• To be done:
Lay out the rows below as a Markdown table with the columns No and Line, one line of text per table entry and no blank lines. Include only the part that opens with the line containing "Objective — indicate every instance of the distant" and closes with the last line of the rows.

• Records for the task:
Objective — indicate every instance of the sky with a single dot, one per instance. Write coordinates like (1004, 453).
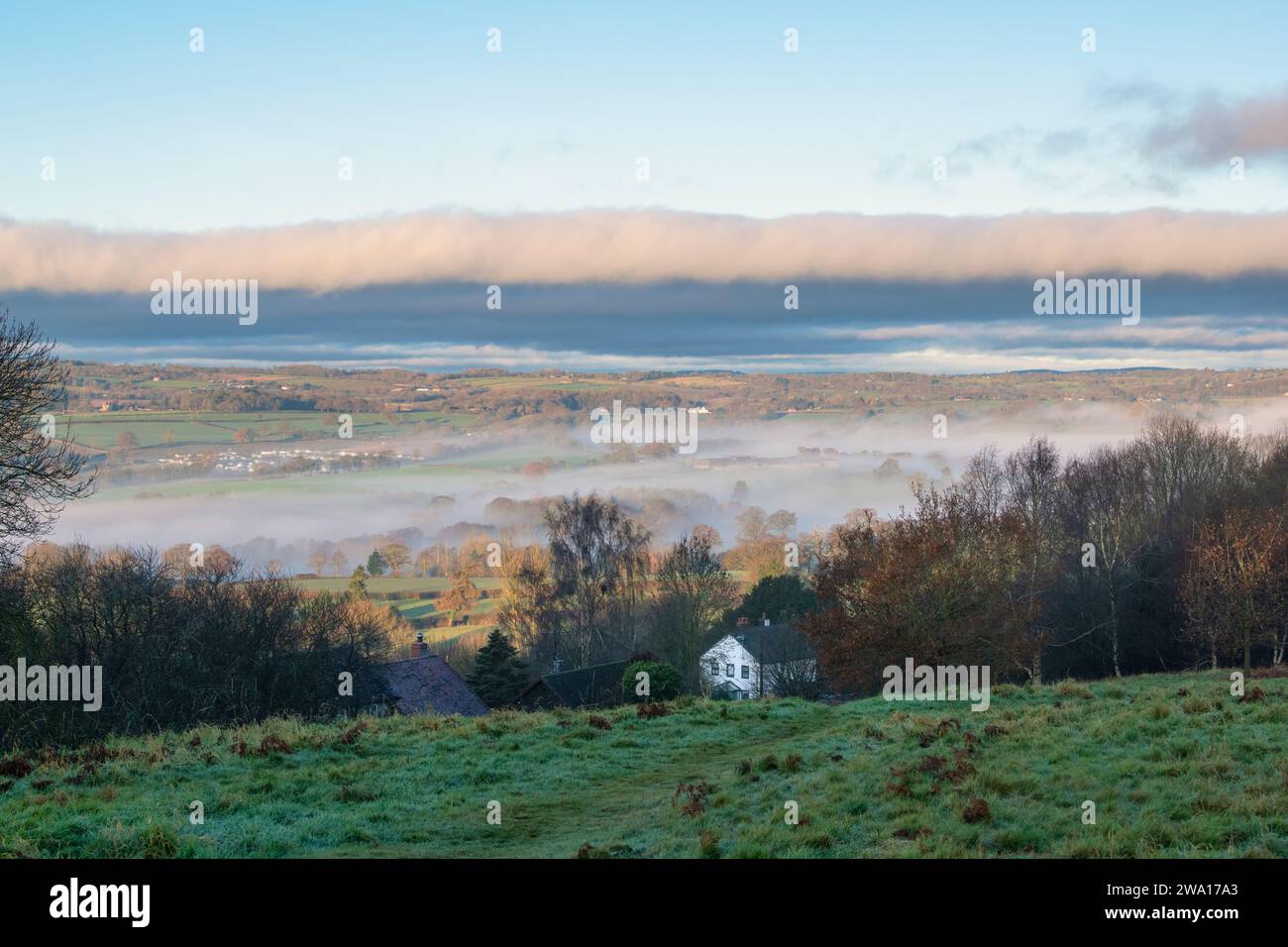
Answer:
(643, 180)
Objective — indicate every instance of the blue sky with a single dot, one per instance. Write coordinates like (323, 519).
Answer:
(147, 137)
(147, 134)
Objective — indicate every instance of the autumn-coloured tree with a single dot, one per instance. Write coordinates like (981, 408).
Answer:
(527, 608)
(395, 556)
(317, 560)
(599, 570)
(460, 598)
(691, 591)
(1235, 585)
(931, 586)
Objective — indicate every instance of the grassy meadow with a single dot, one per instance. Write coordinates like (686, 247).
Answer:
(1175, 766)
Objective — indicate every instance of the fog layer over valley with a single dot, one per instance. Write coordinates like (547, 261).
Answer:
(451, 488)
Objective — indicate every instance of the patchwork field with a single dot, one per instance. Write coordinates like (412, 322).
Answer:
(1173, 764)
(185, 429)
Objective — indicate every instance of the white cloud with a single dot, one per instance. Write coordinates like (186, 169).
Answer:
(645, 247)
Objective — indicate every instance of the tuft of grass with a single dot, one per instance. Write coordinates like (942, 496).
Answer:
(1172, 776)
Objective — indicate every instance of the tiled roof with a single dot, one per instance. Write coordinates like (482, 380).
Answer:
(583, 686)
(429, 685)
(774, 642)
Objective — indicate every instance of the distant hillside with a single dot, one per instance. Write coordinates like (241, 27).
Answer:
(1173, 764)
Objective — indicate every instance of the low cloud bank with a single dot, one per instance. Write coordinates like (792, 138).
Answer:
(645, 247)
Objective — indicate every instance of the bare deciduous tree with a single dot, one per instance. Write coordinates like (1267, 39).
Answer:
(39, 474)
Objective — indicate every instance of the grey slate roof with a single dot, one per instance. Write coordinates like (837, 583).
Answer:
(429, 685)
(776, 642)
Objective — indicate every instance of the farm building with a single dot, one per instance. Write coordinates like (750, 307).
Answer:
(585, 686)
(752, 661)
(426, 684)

• Answer below:
| No | Line |
|---|---|
| 1 | Objective — indicate every instance of the distant hillside with a single dot, one per instance. Write coordinates like (241, 27). |
| 2 | Answer: |
| 3 | (1173, 764) |
| 4 | Objective — indicate every instance of the low cloud bank with a single dot, one per instance. Write coordinates like (792, 138). |
| 5 | Answer: |
| 6 | (645, 247) |
| 7 | Objective — indicate every instance of the bare deciduous tree with a single dot, one per instance. Write coordinates like (1267, 39). |
| 8 | Answer: |
| 9 | (39, 474) |
| 10 | Objective — indicate every instance of the grey slate roof with a single dot, one per instance. Write coordinates like (837, 583). |
| 11 | Answer: |
| 12 | (429, 685) |
| 13 | (776, 642) |
| 14 | Objective — indicate every instance of the farm building with a single dot, one per instance. Write coordinates like (750, 307). |
| 15 | Answer: |
| 16 | (585, 686) |
| 17 | (752, 661) |
| 18 | (426, 684) |